本文
2023年6月2日 地こデジ・厚労 連合審査会 改定マイナンバー法「10割負担」解決策なし 宮本徹氏「保険証廃止は中止を」
配付資料 出典:全国保険医団体連合会「医療現場と患者の無用なトラブルを招く健康保険証廃止法案は廃案に」5月31日緊急記者会見資料
配付資料 出典:健康保険法
日本共産党の宮本徹議員は2日の衆院地域・こども・デジタル特別委員会で、健康保険証を廃止すれば、マイナ保険証による医療現場のトラブルはさらに深刻になると指摘し、「健康保険証の廃止は中止すべきだ」と迫りました。
宮本氏は、保団連の調査で、ICチップが壊れるなど本人の資格確認ができず、窓口10割負担を求めた例が393件にのぼると指摘し、「保険料を納め、マイナ保険証を提示しているのに、さまざまな不備によって、窓口10割負担を求められるようなことはあってはならない」と迫りました。
加藤勝信厚生労働相は「弾力的に3割等の自己負担に合わせた対応が取られるよう、いま医療の関係者の方と調整をさせてもらっている」と述べました。

[保存済みエントリー]
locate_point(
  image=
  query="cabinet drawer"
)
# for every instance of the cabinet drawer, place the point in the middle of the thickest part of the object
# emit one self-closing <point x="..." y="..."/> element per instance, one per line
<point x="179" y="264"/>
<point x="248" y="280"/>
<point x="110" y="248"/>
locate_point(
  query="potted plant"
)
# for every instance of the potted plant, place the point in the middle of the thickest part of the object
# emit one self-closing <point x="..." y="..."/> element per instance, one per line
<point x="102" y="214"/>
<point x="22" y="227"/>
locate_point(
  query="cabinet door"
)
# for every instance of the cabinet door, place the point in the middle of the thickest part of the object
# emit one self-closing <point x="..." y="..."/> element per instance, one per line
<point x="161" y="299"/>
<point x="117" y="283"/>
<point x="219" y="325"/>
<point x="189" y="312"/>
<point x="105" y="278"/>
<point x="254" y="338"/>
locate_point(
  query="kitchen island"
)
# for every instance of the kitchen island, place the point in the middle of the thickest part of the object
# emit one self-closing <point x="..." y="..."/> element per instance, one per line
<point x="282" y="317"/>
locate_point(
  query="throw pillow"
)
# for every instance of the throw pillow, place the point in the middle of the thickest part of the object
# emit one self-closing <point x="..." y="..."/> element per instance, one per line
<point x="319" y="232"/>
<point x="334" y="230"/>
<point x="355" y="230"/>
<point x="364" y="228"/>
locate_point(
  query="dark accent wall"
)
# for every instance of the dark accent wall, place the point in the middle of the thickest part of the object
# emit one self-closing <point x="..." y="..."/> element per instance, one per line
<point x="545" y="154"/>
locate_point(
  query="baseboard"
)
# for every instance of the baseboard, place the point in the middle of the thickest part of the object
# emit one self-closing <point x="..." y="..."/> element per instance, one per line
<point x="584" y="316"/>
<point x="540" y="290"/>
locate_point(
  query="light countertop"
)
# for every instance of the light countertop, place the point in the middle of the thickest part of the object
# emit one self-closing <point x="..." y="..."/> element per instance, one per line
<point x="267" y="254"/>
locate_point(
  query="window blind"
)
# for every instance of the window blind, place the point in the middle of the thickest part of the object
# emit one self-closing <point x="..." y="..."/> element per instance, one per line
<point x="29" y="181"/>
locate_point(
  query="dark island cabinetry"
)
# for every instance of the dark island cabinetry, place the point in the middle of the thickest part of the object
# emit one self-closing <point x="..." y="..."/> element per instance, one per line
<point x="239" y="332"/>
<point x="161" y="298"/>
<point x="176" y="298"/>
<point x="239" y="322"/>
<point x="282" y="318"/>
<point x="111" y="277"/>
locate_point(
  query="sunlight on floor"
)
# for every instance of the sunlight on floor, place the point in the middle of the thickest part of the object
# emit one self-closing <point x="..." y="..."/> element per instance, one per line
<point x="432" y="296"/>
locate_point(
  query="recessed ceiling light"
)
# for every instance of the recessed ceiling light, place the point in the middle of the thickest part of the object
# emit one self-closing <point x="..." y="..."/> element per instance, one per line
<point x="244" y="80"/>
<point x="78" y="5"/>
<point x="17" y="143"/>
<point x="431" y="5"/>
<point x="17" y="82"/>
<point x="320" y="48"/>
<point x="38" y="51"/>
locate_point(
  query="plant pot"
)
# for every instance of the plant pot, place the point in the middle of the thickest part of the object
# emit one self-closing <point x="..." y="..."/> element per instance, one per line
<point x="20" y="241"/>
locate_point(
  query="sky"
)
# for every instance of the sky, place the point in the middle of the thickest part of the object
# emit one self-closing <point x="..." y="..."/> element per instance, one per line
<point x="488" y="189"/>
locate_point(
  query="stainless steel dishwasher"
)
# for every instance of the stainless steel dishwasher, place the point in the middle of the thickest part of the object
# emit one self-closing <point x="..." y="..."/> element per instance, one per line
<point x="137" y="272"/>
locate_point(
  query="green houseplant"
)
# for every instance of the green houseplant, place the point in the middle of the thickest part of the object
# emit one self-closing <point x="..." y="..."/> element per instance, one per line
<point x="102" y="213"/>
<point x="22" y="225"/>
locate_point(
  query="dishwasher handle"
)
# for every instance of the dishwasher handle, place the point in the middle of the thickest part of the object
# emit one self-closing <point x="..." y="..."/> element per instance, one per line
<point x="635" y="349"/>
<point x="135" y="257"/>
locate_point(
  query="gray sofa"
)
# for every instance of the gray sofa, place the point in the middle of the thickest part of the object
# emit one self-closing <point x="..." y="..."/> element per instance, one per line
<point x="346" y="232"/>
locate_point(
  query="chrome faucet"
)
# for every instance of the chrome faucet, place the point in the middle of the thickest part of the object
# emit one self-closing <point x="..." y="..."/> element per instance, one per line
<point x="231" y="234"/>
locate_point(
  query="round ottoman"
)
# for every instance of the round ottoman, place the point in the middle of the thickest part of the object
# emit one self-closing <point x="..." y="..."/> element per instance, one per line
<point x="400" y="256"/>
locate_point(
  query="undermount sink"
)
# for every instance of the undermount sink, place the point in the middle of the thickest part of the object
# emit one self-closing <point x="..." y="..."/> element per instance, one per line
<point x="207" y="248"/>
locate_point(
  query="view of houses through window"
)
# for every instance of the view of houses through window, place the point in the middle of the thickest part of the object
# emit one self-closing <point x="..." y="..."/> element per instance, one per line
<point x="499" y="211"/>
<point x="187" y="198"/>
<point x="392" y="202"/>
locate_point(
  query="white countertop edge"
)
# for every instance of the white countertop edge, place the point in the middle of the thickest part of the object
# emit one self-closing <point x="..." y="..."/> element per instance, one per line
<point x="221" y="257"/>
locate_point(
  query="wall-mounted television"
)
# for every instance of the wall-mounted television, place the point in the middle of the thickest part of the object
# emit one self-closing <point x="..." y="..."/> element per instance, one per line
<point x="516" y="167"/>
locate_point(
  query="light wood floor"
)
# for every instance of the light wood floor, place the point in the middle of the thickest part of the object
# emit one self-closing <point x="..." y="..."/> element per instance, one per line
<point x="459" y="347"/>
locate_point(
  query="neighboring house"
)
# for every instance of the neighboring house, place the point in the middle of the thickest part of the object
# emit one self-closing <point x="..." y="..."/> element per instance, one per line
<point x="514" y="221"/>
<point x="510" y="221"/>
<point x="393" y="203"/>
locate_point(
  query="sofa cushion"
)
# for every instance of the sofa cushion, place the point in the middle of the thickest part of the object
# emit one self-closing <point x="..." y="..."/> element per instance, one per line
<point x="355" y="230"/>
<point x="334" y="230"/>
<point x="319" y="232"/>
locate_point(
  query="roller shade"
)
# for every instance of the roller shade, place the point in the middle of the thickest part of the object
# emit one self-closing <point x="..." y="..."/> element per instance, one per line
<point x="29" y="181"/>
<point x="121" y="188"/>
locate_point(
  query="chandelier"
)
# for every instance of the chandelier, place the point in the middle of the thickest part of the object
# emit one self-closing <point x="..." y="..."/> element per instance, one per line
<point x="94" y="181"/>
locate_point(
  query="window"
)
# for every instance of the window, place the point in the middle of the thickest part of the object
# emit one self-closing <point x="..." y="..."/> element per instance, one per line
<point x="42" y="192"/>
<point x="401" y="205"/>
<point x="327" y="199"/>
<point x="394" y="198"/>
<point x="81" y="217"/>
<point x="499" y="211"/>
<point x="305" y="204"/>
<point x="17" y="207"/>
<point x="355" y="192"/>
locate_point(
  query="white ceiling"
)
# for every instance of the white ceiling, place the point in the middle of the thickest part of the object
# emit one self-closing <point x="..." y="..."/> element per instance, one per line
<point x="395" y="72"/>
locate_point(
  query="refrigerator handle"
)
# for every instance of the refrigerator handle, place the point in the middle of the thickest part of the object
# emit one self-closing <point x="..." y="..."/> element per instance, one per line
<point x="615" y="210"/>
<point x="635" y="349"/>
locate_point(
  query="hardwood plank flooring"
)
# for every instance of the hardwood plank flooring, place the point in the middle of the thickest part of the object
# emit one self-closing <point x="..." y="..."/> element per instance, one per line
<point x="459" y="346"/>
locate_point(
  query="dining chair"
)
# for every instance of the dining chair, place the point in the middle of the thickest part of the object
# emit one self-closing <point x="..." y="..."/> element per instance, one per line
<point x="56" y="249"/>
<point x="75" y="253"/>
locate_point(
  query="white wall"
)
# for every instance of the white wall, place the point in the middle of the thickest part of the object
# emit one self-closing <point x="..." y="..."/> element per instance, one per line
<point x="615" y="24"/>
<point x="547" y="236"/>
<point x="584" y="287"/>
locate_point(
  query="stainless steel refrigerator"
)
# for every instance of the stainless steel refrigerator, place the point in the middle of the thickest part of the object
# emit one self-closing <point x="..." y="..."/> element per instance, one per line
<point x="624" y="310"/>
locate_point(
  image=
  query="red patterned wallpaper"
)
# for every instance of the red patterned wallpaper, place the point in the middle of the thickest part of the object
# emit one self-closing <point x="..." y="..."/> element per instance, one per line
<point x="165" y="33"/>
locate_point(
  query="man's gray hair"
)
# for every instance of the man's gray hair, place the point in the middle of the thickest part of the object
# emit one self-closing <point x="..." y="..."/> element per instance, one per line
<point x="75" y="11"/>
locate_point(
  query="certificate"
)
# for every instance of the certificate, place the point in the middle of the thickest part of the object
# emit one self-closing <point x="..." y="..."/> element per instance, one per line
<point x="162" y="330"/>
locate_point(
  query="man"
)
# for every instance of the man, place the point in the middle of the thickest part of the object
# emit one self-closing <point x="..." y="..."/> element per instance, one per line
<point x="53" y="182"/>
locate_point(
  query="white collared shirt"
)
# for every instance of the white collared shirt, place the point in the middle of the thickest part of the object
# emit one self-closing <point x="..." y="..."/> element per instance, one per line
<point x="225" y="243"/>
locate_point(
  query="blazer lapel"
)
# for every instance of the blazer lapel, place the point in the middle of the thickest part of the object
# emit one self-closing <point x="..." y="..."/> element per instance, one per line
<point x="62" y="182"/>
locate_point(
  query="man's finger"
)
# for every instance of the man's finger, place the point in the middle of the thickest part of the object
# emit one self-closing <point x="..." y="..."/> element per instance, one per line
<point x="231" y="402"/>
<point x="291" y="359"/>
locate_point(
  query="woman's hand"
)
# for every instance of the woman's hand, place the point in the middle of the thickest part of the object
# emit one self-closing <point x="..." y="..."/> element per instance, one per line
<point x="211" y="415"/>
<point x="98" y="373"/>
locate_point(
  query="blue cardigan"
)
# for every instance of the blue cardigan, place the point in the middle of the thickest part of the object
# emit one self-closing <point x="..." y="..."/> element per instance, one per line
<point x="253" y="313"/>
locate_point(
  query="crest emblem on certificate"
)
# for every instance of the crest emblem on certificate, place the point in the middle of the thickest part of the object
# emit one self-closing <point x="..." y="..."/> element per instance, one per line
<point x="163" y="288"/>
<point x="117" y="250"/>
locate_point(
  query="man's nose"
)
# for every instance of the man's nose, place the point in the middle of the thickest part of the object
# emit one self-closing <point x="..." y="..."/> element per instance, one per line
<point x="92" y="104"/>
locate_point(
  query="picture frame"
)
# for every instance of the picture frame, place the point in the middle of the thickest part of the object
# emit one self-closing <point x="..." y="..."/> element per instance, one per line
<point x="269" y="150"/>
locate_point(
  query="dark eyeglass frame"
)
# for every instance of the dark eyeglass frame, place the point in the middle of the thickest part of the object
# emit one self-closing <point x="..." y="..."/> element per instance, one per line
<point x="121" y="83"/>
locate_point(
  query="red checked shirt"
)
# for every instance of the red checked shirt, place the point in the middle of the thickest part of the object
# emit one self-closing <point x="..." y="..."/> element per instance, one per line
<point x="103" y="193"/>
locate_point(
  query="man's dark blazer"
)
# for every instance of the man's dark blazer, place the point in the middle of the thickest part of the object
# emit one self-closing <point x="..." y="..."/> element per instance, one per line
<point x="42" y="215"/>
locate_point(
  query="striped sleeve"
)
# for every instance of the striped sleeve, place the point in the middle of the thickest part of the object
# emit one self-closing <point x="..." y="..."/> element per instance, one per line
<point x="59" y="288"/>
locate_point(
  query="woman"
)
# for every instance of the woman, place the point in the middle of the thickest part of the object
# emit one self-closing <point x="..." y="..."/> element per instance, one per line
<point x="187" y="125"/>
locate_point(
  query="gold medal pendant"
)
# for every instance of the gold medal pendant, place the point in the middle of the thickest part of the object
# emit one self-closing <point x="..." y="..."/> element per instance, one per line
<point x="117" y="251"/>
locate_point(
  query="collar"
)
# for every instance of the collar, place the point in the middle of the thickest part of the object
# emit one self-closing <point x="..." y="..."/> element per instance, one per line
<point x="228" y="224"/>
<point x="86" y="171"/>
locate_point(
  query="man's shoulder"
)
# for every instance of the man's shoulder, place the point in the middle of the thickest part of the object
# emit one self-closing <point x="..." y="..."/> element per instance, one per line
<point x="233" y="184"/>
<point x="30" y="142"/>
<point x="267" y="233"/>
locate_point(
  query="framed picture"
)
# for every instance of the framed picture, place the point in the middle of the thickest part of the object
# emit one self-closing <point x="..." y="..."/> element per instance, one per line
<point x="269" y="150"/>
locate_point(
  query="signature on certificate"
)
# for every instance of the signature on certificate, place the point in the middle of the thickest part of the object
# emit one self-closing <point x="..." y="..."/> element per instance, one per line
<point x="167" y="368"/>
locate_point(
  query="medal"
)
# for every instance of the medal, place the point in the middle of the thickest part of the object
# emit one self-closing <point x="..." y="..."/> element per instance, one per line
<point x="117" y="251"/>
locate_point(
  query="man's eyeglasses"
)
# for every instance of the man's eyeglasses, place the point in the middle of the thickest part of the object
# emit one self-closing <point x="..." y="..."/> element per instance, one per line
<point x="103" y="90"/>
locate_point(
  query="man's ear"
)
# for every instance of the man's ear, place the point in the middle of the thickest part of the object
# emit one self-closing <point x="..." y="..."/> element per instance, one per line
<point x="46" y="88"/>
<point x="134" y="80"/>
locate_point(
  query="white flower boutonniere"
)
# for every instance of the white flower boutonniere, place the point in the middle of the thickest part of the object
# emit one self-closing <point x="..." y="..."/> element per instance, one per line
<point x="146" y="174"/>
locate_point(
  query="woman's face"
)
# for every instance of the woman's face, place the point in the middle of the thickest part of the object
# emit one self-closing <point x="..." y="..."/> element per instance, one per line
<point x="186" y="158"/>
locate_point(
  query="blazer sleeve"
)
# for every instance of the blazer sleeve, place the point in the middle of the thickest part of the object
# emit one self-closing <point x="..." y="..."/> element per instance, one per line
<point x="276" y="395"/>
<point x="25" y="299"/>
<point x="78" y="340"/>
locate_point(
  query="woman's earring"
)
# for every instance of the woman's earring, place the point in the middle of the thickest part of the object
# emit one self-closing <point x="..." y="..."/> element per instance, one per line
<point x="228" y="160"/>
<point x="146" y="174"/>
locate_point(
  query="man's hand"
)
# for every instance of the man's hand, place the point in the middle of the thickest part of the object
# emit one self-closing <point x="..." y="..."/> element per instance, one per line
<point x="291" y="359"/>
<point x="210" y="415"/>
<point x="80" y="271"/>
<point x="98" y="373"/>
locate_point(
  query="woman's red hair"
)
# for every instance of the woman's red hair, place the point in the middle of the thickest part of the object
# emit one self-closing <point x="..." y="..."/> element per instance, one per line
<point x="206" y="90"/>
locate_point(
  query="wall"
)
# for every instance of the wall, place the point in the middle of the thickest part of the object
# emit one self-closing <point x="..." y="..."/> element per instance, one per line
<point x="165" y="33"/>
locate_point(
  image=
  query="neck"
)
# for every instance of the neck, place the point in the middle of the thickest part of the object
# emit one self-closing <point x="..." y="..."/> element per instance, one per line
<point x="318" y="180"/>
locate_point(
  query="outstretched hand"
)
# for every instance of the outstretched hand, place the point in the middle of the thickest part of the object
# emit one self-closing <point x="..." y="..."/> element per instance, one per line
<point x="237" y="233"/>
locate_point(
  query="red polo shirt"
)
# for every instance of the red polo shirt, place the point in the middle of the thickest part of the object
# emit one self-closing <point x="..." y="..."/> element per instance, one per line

やること
**A)** 保険証廃止の記事について、次の問いに答えてください。
(i) 宮本徹議員が発言したのは、どの委員会ですか。
(ii) 保団連の調査で、窓口10割負担を求めた例は何件ですか。
(iii) 加藤勝信厚生労働相は、いま誰と調整していると述べましたか。
**B)** 次の文が保険証廃止の記事の内容と合っているか、それぞれ「はい」か「いいえ」で答え、決め手となる記事の言葉をそのまま引いてください。
(i) 宮本氏は日本共産党の議員である。
(ii) 保団連の調査では、窓口10割負担を求めた例は39件だった。
(iii) 加藤厚労相は、10割負担のままでかまわないと述べた。
**C)** 保険証廃止の記事を、最後の文のあとから書き進めてください。
エントリーは、本文とは別の出どころから取ったものです。

この練習の答え
**A)**
(i) 衆院地域・こども・デジタル特別委員会
(ii) 393件
(iii) 医療の関係者の方

**B)**
(i) はい　「日本共産党の宮本徹議員は」
(ii) いいえ　「窓口10割負担を求めた例が393件にのぼる」
(iii) いいえ　「弾力的に3割等の自己負担に合わせた対応が取られるよう」

**C)**
宮本氏は、健康保険法と規則では資格が明らかでない人は10割負担としており、医療現場からは初診の患者に未収金を覚悟で3割負担はできないと声が出ていると指摘。加藤厚労相は「そうした懸念の声があることも承知していることも踏まえ、具体的なやり方を調整させていただきたい」と述べるだけで、具体的な解決策を示しませんでした。
宮本氏は、健康保険証を廃止した場合、資格確認書の申請がない人への職権での発行は自治体の大きな負担になり、修学旅行などで健康保険証のコピーの代わりに資格確認書を持っていく場合、申請の子育て世代にも自治体にも大きな負担になると指摘。社会のさまざまな面で不便をもたらす健康保険証廃止は中止すべきだと強く求めました。
以上2023年6月3日付赤旗日刊紙より抜粋
≪2023年6月2日 第211国会衆院地域活性化・こども政策・デジタル形成に関する特別委員会厚生労働委員会連合審査会第1号 議事録≫
○橋本委員長 次に、宮本徹君。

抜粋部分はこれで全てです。